THE PROBLEM. Duplicate the listing below character for character, starting at the line that contains "Task: locate the green moss" and ending with the final line of the listing.

LISTING.
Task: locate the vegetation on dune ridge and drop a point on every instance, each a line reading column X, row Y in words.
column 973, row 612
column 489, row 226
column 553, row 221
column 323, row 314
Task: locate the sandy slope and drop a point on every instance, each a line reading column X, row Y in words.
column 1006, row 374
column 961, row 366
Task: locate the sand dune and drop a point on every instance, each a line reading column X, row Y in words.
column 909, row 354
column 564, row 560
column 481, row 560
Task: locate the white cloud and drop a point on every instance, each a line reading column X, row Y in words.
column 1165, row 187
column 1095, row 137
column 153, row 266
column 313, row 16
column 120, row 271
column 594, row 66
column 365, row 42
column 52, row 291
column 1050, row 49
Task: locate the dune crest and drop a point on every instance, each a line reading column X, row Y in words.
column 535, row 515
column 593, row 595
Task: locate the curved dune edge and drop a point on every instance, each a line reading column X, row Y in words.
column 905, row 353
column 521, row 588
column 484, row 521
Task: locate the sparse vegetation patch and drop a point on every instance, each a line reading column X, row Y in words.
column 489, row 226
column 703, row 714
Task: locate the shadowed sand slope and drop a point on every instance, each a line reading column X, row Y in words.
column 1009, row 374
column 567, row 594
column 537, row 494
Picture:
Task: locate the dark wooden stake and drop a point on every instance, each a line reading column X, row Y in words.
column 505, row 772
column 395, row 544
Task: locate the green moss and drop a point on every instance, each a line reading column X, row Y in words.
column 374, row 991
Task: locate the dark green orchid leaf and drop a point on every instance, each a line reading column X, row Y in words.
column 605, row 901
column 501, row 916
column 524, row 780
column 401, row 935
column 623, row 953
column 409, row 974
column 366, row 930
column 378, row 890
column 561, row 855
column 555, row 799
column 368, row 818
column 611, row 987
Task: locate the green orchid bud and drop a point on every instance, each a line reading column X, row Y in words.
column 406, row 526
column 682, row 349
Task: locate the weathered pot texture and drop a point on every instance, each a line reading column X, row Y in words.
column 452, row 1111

WRITTEN RESPONSE.
Task: locate the green moss and drop a point on every instance, each a line reading column X, row Y in words.
column 374, row 991
Task: locate the dark green orchid leaf and drop a point on every instance, each a line reading column X, row Y in words.
column 605, row 901
column 501, row 916
column 524, row 780
column 401, row 935
column 623, row 953
column 409, row 974
column 366, row 930
column 378, row 890
column 561, row 855
column 555, row 799
column 368, row 818
column 611, row 987
Task: locate the green orchid bud and drop a point on every instance, each a line reading column X, row Y in words.
column 406, row 526
column 682, row 349
Task: locate the weathered pot texture and drop a point on every instance, each a line reading column X, row Y in words.
column 452, row 1111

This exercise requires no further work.